--- TASK DETAILS ---
Which lines belong in the answer? Exactly those from the line containing "For each instance of the sunlit" through the last line of the records below, repeated as written.

(Saved data entries)

== == ==

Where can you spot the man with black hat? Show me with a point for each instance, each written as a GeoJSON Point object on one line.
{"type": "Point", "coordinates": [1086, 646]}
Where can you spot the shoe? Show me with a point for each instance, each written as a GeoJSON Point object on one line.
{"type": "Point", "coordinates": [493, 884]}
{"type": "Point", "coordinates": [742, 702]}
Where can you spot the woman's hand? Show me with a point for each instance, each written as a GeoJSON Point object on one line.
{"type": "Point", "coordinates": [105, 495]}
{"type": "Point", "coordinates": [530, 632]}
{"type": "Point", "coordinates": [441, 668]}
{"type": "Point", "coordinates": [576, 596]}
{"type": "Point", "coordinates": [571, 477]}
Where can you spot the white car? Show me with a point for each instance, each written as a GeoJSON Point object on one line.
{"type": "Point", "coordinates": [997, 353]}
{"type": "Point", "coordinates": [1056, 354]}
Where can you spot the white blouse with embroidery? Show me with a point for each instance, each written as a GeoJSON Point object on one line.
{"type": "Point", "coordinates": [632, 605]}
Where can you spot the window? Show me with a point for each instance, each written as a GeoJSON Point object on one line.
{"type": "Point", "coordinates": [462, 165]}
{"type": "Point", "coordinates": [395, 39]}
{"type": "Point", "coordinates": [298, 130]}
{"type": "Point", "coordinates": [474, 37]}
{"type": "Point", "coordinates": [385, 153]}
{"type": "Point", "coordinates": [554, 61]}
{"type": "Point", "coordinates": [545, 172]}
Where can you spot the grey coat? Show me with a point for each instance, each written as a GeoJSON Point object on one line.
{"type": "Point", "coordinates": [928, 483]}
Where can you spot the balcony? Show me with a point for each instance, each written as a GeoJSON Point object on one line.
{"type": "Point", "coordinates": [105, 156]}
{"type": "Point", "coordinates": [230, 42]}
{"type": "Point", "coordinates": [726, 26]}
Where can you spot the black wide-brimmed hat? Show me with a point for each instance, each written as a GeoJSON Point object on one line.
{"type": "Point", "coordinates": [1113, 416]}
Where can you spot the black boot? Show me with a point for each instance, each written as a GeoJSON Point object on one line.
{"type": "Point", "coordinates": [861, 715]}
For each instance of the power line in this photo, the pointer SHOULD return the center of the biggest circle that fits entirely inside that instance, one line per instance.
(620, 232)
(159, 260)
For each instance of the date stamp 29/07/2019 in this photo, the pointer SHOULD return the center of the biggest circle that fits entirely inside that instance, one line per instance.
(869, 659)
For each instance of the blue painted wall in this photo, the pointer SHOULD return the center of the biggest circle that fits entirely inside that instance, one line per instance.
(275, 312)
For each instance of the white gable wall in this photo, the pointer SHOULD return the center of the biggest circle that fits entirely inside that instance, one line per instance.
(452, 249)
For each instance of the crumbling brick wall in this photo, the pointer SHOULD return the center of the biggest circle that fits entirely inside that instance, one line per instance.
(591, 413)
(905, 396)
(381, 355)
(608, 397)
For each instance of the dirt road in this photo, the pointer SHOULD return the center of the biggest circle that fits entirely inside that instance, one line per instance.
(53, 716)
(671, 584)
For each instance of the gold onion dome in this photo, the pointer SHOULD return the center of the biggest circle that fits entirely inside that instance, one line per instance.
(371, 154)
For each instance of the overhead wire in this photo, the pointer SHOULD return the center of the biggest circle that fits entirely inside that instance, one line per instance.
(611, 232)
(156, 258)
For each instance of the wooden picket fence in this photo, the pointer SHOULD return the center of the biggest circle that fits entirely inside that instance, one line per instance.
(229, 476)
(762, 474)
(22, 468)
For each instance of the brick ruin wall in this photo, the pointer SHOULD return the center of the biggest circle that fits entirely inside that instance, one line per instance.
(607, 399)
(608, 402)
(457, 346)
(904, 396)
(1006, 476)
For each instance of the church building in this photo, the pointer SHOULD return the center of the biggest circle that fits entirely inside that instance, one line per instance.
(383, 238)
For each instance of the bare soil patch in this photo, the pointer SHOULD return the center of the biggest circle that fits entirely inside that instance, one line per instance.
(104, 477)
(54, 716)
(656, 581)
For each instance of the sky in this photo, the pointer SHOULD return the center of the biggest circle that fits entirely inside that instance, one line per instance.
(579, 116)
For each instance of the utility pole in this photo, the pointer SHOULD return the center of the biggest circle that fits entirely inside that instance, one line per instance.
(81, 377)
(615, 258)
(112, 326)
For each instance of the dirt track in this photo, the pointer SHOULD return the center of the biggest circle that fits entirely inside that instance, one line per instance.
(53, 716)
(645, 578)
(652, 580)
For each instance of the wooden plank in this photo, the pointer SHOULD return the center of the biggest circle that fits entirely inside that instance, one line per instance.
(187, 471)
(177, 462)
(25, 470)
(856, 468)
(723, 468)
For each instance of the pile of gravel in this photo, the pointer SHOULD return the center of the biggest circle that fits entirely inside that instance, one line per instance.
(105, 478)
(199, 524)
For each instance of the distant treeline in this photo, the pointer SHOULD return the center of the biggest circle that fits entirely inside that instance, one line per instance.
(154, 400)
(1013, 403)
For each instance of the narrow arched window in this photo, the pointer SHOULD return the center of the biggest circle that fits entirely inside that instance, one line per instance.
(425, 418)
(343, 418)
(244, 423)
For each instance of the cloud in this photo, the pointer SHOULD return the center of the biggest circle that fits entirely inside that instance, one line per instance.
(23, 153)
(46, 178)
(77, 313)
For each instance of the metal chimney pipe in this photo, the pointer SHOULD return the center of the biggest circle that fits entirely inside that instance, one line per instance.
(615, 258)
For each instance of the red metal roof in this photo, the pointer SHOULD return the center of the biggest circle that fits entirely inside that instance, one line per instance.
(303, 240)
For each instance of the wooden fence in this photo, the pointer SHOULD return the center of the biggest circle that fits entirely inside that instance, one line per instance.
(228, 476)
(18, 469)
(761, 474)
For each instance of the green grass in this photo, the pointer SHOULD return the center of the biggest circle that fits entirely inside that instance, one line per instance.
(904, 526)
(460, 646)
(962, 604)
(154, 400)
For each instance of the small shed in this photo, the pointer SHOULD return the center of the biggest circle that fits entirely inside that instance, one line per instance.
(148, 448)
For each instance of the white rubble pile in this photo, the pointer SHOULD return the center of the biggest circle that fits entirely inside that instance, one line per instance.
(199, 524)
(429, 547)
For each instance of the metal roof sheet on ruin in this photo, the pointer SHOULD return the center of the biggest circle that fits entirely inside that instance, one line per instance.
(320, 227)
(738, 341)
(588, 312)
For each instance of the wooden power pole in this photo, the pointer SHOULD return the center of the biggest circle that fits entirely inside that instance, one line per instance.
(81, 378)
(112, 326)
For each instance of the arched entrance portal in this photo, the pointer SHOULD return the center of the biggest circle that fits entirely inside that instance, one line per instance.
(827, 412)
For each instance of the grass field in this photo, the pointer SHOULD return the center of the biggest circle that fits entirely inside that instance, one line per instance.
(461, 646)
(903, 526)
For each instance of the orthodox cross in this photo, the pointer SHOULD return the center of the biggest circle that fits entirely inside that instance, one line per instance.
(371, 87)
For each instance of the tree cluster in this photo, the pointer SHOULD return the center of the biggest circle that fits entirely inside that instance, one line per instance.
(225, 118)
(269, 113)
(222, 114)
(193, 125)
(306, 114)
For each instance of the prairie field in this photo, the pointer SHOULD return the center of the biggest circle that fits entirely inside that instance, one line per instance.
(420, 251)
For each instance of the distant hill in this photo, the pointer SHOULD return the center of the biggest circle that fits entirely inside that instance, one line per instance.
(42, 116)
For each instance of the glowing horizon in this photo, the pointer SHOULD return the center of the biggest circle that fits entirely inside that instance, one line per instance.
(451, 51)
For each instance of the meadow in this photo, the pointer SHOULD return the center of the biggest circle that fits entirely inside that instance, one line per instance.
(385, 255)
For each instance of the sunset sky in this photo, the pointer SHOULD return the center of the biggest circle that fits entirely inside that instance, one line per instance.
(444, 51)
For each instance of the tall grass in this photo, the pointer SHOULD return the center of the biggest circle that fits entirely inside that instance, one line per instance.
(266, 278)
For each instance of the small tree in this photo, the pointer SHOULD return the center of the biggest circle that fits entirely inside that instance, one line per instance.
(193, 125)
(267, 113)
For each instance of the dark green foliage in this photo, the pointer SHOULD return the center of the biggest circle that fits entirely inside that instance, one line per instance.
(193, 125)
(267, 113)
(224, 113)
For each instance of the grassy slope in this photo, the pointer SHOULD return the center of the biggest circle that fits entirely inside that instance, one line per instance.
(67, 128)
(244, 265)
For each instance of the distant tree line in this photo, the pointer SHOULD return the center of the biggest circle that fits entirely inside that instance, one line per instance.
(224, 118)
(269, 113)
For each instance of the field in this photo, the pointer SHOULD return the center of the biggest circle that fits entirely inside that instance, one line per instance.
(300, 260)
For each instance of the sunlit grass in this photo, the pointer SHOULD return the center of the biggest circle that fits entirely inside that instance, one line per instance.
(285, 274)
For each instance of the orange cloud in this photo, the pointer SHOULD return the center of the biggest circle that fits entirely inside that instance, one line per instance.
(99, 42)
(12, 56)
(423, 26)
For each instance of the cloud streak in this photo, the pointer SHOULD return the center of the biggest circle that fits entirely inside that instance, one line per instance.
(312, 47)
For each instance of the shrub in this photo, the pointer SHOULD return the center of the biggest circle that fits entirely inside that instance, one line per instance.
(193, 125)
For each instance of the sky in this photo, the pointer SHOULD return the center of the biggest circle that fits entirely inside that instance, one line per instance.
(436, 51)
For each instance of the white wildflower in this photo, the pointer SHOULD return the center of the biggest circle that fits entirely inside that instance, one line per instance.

== == ==

--- OUTPUT OF THE EXERCISE ---
For each instance of the sunlit grass in this photo, the pointer SHOULD return the center of the biggest circle that fits entirely inside that instance, one line per instance.
(285, 274)
For each instance of the orange cloud in this photo, the pointer SHOULD return the center of the biggest circle that fits entirely inside that instance, one line per instance.
(99, 42)
(12, 56)
(423, 26)
For each instance of the cloud streak in this photo, the pointer SHOULD return the center of the biggest circle that fits entirely inside that instance, one line per instance.
(312, 47)
For each instance of the shrub in this photo, the pointer SHOULD return the center of the biggest circle that fits entirely inside that instance, one line per instance.
(193, 125)
For each instance of the sky in this photo, the pointer SHOULD return the center of the biggest circle that fits entirely inside that instance, one line per instance.
(436, 51)
For each instance of the white wildflower in this photo, the pointer SHOULD return the center of the biggest circle that fits entirely inside that instance, one line per instance.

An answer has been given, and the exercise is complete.